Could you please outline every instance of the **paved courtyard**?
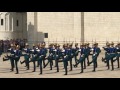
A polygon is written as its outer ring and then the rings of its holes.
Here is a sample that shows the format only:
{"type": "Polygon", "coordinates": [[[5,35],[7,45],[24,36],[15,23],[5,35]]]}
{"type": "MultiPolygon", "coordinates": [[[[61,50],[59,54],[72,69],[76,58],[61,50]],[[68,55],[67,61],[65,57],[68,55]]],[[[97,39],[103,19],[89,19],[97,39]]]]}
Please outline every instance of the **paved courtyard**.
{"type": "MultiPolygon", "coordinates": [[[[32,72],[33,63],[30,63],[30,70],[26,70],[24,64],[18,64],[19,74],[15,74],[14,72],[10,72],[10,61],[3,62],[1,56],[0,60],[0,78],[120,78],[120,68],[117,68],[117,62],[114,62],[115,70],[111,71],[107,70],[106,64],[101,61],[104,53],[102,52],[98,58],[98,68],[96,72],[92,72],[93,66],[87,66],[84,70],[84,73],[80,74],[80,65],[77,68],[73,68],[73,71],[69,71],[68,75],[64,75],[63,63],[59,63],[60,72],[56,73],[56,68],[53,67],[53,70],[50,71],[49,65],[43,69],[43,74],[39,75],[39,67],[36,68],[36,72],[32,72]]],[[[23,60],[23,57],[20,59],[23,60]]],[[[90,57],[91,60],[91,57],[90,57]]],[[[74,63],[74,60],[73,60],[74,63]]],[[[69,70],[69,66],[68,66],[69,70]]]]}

• • •

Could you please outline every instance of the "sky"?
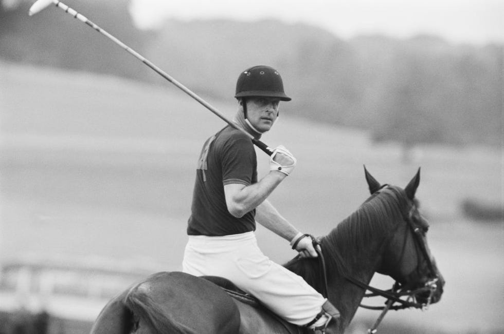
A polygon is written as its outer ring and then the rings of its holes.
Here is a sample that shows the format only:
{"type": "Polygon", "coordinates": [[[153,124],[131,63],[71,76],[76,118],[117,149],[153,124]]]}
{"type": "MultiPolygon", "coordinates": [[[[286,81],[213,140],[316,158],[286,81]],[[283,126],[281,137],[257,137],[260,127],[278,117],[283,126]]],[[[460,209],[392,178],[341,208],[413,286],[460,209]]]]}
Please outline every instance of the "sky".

• • •

Problem statement: Return the stretch from the line that contains "Could you please outline every instance of the **paved" through the line that contains "Please outline every instance of the **paved courtyard**." word for word, with both of those lines included. Leave the pictures out of your answer.

Task output:
Could you please outline every instance of the **paved courtyard**?
A polygon is written as its outer ring and then the rings of its holes.
Here is a sample that shows the format only:
{"type": "Polygon", "coordinates": [[[5,35],[7,45],[24,36],[15,23],[5,35]]]}
{"type": "MultiPolygon", "coordinates": [[[[61,50],[59,54],[72,69],[76,58],[61,50]],[[68,55],[67,61],[65,57],[68,55]]],[[[97,39],[103,19],[89,19],[97,39]]]]}
Please outline every instance of the **paved courtyard**.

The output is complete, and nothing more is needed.